Exact copies are required of the lines from the line containing "Question. Point out every instance of the dog's eye" through the final line of the listing, both included, and of no other lines.

** BEGIN **

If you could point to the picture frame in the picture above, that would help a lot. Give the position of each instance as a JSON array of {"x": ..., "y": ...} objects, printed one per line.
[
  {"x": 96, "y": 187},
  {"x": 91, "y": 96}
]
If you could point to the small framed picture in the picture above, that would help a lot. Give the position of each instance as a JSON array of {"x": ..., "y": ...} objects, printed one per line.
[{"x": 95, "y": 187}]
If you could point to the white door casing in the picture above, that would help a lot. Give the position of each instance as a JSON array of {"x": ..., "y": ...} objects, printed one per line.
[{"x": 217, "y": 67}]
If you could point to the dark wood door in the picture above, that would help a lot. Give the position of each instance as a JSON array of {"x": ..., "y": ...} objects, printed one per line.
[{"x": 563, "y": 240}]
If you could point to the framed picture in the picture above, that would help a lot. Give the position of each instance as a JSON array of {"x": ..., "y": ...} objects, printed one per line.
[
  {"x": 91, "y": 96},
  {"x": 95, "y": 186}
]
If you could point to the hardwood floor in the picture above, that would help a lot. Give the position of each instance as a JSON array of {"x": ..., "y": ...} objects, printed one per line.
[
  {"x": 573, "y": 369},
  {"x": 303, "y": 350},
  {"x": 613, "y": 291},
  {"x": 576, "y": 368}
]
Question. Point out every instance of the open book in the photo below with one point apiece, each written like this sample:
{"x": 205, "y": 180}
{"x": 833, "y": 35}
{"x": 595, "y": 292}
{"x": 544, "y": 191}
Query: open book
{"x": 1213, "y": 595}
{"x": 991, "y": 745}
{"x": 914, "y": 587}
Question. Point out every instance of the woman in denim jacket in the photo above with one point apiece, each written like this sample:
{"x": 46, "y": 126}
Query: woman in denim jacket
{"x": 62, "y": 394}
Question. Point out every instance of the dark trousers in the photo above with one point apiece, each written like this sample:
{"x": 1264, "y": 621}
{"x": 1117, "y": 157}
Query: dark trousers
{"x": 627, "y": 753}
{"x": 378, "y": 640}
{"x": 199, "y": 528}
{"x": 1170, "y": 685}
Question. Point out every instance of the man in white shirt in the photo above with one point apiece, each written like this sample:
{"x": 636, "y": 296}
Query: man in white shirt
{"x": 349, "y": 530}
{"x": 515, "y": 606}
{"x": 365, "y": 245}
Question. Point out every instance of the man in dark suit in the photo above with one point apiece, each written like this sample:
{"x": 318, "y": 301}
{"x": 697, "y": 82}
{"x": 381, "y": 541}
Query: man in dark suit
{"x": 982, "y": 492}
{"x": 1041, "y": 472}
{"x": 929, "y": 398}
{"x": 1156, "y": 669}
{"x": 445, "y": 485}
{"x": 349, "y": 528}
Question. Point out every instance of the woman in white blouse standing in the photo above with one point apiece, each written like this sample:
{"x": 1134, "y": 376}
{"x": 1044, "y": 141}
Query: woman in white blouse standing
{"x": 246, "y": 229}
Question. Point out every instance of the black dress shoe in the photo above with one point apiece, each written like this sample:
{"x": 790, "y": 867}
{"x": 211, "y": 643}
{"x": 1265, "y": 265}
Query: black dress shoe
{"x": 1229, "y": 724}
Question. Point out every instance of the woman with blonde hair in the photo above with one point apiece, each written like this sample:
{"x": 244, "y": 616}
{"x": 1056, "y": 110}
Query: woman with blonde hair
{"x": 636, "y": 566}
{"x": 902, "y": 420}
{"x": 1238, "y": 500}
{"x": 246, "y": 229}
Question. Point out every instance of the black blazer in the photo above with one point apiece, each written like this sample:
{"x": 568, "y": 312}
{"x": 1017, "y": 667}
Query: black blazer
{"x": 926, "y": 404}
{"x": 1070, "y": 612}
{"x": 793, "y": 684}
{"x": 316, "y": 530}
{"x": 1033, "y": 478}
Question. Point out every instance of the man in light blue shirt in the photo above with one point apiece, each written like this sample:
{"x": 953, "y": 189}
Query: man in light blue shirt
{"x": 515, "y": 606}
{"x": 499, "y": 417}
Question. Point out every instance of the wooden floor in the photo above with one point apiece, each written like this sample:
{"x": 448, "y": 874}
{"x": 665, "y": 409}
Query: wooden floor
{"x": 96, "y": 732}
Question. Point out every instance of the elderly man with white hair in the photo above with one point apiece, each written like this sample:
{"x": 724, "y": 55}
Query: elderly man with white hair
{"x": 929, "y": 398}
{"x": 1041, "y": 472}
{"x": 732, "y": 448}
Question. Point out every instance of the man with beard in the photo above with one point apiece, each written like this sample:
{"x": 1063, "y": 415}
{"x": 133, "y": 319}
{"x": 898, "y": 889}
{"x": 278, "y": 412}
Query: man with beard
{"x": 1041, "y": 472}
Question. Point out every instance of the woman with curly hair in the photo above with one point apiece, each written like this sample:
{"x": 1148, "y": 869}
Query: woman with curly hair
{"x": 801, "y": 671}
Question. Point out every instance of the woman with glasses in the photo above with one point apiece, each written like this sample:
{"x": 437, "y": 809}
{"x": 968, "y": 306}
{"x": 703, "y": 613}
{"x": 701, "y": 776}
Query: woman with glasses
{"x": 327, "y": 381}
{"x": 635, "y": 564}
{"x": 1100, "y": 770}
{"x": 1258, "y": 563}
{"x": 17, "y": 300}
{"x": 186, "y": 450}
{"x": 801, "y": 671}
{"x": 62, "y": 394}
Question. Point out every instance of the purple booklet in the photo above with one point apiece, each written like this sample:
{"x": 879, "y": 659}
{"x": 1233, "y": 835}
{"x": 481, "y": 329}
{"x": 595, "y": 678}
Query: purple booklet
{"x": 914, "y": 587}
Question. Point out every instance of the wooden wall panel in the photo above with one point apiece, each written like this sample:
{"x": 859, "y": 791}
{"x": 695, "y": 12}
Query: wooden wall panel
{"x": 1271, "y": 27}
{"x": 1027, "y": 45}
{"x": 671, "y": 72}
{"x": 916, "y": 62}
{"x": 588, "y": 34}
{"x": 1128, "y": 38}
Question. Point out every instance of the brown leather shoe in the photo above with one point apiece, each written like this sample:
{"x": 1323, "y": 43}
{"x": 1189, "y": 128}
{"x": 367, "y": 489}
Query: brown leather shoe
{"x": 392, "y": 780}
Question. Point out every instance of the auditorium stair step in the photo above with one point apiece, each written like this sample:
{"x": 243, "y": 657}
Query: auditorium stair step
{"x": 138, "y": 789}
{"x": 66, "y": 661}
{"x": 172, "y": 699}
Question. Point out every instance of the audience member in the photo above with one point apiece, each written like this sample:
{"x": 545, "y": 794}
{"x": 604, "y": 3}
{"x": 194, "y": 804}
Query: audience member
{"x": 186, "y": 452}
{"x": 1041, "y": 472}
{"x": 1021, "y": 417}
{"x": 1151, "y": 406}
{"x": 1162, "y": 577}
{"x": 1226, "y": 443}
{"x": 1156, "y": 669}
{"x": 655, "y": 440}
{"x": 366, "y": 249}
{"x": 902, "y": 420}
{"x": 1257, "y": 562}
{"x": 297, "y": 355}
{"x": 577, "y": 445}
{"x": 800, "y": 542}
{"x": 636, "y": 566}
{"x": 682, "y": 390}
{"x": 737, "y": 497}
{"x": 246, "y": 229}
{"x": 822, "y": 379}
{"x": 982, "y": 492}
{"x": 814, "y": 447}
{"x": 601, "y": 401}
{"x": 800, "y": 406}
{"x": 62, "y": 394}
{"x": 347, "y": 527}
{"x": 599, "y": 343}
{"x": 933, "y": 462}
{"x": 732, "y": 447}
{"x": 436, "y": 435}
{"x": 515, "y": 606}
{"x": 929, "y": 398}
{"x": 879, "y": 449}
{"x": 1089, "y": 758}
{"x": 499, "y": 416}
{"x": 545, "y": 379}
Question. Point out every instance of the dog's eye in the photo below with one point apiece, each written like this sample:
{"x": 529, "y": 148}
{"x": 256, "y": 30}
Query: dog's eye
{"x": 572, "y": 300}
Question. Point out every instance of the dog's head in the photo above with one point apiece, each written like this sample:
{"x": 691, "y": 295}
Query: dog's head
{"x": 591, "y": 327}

** END **

- [Response]
Question. Point out every instance of the dog's eye in the photo below with one point apiece, each written like this sample:
{"x": 529, "y": 148}
{"x": 256, "y": 30}
Query: dog's eye
{"x": 572, "y": 300}
Question. Point out every instance of the dog's head in the photo above with one point apiece, each written like this sample:
{"x": 691, "y": 295}
Query: dog's head
{"x": 591, "y": 327}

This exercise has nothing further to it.